**WHAT THE TASK ASKS**. Reproduce the listing below without any change.

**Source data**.
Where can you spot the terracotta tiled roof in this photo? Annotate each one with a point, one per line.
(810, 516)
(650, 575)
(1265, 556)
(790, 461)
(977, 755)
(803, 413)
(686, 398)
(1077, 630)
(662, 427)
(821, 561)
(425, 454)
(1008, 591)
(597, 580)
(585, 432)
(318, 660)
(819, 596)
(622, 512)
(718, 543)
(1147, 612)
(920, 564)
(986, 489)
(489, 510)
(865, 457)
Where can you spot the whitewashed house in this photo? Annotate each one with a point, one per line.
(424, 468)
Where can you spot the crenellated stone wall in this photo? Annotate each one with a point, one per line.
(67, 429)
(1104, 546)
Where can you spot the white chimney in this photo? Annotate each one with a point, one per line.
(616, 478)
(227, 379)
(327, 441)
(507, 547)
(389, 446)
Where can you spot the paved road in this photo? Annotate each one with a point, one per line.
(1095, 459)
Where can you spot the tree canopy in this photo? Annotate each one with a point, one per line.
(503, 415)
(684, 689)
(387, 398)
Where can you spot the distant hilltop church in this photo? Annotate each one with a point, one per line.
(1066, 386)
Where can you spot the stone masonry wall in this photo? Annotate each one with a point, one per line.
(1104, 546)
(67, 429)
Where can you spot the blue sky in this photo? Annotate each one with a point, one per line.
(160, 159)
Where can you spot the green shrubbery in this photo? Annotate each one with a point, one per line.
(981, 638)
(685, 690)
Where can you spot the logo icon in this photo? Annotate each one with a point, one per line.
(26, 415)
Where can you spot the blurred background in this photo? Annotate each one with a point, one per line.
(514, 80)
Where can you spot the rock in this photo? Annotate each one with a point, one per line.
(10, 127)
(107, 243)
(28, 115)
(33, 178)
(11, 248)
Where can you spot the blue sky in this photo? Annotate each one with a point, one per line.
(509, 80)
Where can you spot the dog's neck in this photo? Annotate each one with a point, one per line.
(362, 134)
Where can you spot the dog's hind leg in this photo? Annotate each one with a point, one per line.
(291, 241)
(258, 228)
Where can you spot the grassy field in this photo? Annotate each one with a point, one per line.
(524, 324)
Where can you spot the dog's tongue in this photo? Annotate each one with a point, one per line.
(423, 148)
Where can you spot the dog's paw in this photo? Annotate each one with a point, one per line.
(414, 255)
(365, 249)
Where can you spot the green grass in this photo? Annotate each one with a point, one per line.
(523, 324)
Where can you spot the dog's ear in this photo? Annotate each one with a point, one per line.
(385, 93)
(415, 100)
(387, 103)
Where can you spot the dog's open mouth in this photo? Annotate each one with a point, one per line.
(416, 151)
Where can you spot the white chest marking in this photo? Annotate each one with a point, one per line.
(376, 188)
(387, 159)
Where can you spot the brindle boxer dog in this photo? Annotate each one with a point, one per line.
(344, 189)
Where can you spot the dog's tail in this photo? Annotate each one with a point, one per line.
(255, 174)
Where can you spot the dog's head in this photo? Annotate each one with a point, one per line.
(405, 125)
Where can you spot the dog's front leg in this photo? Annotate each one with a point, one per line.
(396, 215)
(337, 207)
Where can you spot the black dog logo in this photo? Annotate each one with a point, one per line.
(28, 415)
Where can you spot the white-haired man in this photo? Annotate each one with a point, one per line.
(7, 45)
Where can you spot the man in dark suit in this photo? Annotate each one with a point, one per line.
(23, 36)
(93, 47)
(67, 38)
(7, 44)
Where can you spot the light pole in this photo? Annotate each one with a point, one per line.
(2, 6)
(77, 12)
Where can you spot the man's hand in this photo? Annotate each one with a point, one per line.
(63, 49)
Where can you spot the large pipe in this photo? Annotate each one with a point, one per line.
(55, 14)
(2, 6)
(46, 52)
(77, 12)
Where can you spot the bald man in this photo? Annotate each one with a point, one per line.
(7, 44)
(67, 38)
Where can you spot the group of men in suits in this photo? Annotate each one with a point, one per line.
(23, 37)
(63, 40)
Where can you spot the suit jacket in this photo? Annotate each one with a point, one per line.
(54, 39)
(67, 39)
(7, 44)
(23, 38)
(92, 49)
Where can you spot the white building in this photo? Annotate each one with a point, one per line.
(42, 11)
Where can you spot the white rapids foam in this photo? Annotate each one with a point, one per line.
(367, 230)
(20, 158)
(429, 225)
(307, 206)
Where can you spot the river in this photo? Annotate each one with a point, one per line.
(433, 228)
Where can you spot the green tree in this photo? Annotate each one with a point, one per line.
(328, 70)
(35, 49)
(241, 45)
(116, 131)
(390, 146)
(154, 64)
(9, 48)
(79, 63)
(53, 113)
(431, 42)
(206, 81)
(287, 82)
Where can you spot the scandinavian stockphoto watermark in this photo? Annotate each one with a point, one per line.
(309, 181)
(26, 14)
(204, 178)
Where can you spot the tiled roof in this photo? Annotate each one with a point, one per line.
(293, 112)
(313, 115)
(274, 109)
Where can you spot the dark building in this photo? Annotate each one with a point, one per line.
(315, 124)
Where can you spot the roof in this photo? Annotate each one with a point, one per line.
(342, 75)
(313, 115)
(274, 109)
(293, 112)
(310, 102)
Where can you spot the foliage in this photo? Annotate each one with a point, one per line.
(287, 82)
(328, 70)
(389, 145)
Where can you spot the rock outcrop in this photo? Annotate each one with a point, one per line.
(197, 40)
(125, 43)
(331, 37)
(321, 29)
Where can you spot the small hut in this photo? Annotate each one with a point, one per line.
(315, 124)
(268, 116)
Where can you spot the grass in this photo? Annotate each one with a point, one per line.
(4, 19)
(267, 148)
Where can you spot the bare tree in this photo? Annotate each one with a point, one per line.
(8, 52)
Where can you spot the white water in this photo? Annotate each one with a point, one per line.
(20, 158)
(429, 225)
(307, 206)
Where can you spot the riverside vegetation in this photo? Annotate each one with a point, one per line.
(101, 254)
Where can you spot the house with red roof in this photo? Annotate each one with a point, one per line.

**RESPONSE TO THIS EXERCISE**.
Where can you spot the terracotta tiled roof in this photo? Annotate each one with a point, one per line.
(810, 516)
(650, 575)
(1265, 556)
(790, 461)
(977, 755)
(803, 413)
(686, 398)
(1077, 630)
(662, 427)
(821, 561)
(425, 454)
(1008, 591)
(597, 580)
(585, 432)
(318, 660)
(819, 596)
(622, 512)
(718, 543)
(1147, 612)
(920, 564)
(986, 489)
(489, 510)
(865, 457)
Where can you spot the whitewashed house in this photo? Annotate each one with a point, one per line.
(424, 468)
Where can you spot the crenellated stone wall in this photo? Annotate each one with a point, one per line.
(67, 429)
(1104, 546)
Where can you spot the white chimney in this photo? Annotate each one with a point, one per line.
(616, 478)
(227, 379)
(327, 441)
(507, 547)
(389, 446)
Where can you spot the paved road in this photo? Annotate each one with a point, one per line.
(1095, 459)
Where can you spot the tree canopy in this photo? Annotate each one with a point, one per line.
(503, 415)
(684, 689)
(387, 398)
Where can you spot the distant hilltop church in this photo? Annotate each one with a point, one per line.
(1066, 386)
Where can you spot the stone masonry wall in this photo? Annotate each one with a point, one per line.
(1104, 546)
(67, 429)
Where can you spot the blue sky in this photo? Annotate each one with a point, one per line.
(160, 159)
Where can you spot the green shrubbery in this photo? Annotate each one with a point, one per line.
(981, 638)
(685, 690)
Where can you spot the logo icon in this photo? Annotate each one with a point, one per line.
(26, 415)
Where can you spot the blurred background in this photo? Annotate each one with a point, one per line.
(514, 80)
Where can you spot the rock in this photo? Annotate each one with a point, one per line.
(10, 127)
(107, 243)
(28, 115)
(33, 178)
(11, 248)
Where can you spot the blue sky in this photo? Annotate each one with a point, one per line.
(509, 80)
Where can you spot the dog's neck in this photo? Annotate each one with a point, one per line.
(362, 134)
Where can you spot the dog's hind leg in this photo? Annotate each one with a point, one per line.
(291, 241)
(258, 228)
Where can you spot the grassy field in this photo? Annotate each one with a point, one per line.
(524, 324)
Where can you spot the dog's tongue in this photo? Annotate each one with a point, one per line.
(423, 148)
Where can you spot the dog's paw in this photo? Annotate each one with a point, one per line.
(414, 255)
(365, 249)
Where can you spot the green grass in this photo? Annotate each one with a point, one per line.
(523, 324)
Where can you spot the dog's ear in this photo? Annotate each one with a point, one per line.
(385, 93)
(415, 100)
(387, 103)
Where can you spot the dog's open mouth in this photo? Annotate each one with a point, one per line.
(416, 151)
Where can you spot the white chest marking in this photo? Annotate each one with a point, one per line.
(376, 188)
(387, 159)
Where can you spot the brindle boxer dog in this photo? Annotate each one with a point, one per line.
(344, 189)
Where can you spot the dog's tail in this photo? Annotate each one with a point, one per line.
(255, 174)
Where can you spot the dog's head in this photo? Annotate each one with a point, one per line.
(405, 125)
Where can you spot the dog's front leg in this photo? Annotate each one with a point, one per line.
(396, 215)
(337, 207)
Where can you spot the black dog logo in this photo? Annotate each one with a point, one per line.
(28, 415)
Where can you spot the white-haired man in this photo? Annotate each one with a point, one per line.
(7, 45)
Where can you spot the man in dark suit in this photo? Annotate each one with a point, one per line.
(23, 36)
(93, 47)
(67, 38)
(7, 44)
Where can you spot the light pole in this photo? Annotate each one with a point, one per line.
(2, 6)
(77, 12)
Where can you spot the man's hand in this photo? Annotate each one with a point, one per line.
(63, 49)
Where can you spot the large pipe in this photo? Annotate each one with a point, one per line.
(55, 14)
(2, 6)
(46, 52)
(77, 12)
Where can you spot the bald man in this photo? Annotate each one with a point, one per line.
(7, 44)
(67, 38)
Where can you spot the group of men in suits in this photo? Annotate each one with a point, one per line.
(23, 37)
(63, 40)
Where can you spot the suit jacket in this photo? Annotate each one with a point, one per line.
(54, 39)
(67, 39)
(7, 44)
(23, 38)
(92, 49)
Where can you spot the white building in this photo? Annotate each one with a point, one per line.
(42, 11)
Where can you spot the white rapids foam in this photo? Annotate each one with a point, one per line.
(367, 230)
(20, 158)
(429, 225)
(307, 206)
Where can you spot the river in this photo? Annotate each one with a point, one per line.
(433, 228)
Where can you spot the green tree in this photo? Annotate each one with a point, one per line.
(328, 70)
(35, 49)
(241, 45)
(116, 131)
(390, 146)
(154, 64)
(9, 48)
(79, 63)
(53, 113)
(431, 42)
(206, 81)
(287, 82)
Where can you spot the scandinavian stockphoto watermark in this photo? Annotate each one with a point, one per line.
(309, 181)
(26, 14)
(204, 178)
Where can you spot the tiled roof in this photo? Annotate each one with a point, one per line.
(293, 112)
(313, 115)
(274, 109)
Where can you spot the dark building in this photo? Annotate each one with a point, one per line.
(315, 124)
Where can you spot the roof in this photo? Annotate each one with a point, one per line.
(342, 75)
(313, 115)
(274, 109)
(293, 112)
(310, 102)
Where can you spot the foliage in this photo? Annotate each one with a point, one per line.
(287, 82)
(328, 70)
(389, 145)
Where can you spot the rock outcrop in this photo? Annotate each one with a point, one per line.
(197, 40)
(125, 43)
(331, 37)
(321, 29)
Where can you spot the small hut in this photo? Annotate each one with a point, one per line.
(315, 124)
(268, 116)
Where can you spot the grass in this photo? Annotate each one with a point, one per line.
(4, 19)
(267, 148)
Where can you spot the bare tree in this photo? Annotate each one with a point, one per line.
(8, 52)
Where can you spot the white water in this photo? Annotate each one with a point, one per line.
(20, 158)
(429, 225)
(307, 206)
Where can you spot the riverside vegetation in this photo? Annotate each one with a point, one per line.
(101, 254)
Where can you spot the house with red roof in this photo? Annotate each one with a point, one per line.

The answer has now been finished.